BAŞÖĞRETMEN İLAHLIK TASLADI
O dönemler köylerinde öğretmenin olmadığını söyleyen İbrahim amca, bir akrabasının Sivas’ta üç ay okuma ve yazma eğitimi aldıktan sonra köyde eğitim verdiğini belirtti. O dönemlerde her yönden organizeli bir şekilde İslam dinine hakaret edildiğini dile getiren İbrahim amca; “Tokat’ta bir başöğretmen vardı. İslam dinine saygı duymayan inançsız biriydi. O öğretmeni kasıtlı olarak bir gün bizim köye gönderdiler. Okula geldi talebinin birini köy meydanına çıkardı. Onu tellal gibi bağırtarak şöyle söyletti: Ey Allah’ım şeker bırak, şeker. Peşinden de talebeleri böyle bağırttı. Ve bunu birkaç kere tekrar ettirdi.


Gökten şeker inmediğini gören inançsız başöğretmen bu sefer de talebeleri şöyle bağırttı.
Başöğretmenim şeker bırak, şeker. Köyden anlaştığı birine şeker vererek dama çıkartan başöğretmen, bu sözden sonra şekerleri damdan aşağıya attırdı. Tavuk yemi gibi her yere şeker düşüyordu. Ve ardından şunu söyledi, Bakın gördünüz mü, Allah şekeri gönderemedi, ama ben gönderdim, deyip kendisini Allah’tan da daha üstün bir hale soktu” diyerek insanları İslam’dan uzaklaştırmak için bunun gibi birçok olay yaşadıklarını söyledi.


RABBİM İSLAMİ YÖNETİM NASİP ETSİN!
Müslümanların dinine sahip çıkması gerektiğini söylen İbrahim Amca, son olarak şunları söyledi: “Müslüman halkın dinlerini öğrenmemesi için ellerinden gelen ne varsa yaptılar. İslam önünde engeller oluşturuldu. ‘Tanrı uludur, tanrı uludur. Tanrıdan başka yoktur kulluk yapılacak’ dedirtilerek ezan Türkçe okutturuldu. Nerde bir genç İslam’a meyletse ona müdahale edildi. Rabbimden duam şudur: ‘Dinini yaşayan, İslam’ı tebliğ eden gençlerden Allah razı olsun. Rabbim halkımıza, İslamı yaşayan gençlerle İslami şuur, İslami yaşam ve yönetim nasip etsin.”

Görev tanımı: Belge alıntısına göre İbrahim amcanın akrabası, köyde eğitim vermeden önce Sivas'ta ne kadar süre okuma ve yazma eğitimi almıştır?

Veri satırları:
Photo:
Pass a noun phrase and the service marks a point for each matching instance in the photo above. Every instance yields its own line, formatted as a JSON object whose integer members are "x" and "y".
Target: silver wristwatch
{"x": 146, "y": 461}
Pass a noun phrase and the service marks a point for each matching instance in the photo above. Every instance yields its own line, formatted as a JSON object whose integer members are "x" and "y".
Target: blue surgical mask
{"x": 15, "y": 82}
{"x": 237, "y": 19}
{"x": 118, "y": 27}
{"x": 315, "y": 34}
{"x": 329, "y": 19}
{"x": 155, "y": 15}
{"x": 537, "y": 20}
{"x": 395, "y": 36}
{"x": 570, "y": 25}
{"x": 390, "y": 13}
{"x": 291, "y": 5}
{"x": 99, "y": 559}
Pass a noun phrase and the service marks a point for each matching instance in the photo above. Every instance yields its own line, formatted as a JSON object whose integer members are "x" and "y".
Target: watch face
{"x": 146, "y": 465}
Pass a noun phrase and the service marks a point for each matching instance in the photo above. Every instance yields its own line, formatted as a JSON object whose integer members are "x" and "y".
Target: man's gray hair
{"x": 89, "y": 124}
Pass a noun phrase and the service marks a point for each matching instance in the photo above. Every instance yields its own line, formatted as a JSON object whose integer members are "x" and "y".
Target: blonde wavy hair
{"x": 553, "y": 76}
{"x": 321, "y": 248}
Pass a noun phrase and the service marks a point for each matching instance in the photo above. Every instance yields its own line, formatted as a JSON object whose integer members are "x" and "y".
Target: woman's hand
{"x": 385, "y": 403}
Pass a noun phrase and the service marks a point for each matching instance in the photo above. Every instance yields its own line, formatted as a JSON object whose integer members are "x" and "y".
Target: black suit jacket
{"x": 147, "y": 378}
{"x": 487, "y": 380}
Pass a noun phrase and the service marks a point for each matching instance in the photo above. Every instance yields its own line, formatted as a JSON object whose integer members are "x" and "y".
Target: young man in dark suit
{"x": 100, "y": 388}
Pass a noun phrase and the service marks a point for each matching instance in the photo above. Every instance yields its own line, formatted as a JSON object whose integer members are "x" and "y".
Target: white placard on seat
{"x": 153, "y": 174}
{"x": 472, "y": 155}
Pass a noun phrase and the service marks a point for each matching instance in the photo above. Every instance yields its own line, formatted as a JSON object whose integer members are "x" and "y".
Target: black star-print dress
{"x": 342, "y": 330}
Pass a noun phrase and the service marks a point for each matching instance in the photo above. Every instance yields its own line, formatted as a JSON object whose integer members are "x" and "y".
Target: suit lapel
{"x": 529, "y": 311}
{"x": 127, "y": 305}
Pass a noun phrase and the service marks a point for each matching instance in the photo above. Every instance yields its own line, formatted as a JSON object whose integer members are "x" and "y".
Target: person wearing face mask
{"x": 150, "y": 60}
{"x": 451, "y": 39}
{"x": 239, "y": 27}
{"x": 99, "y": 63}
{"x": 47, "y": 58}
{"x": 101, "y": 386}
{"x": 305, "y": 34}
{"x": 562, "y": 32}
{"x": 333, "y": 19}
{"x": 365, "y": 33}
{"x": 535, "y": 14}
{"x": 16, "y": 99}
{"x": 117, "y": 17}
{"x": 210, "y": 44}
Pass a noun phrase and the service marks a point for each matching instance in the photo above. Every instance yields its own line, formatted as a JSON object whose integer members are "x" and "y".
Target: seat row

Sonuç: Üç ay.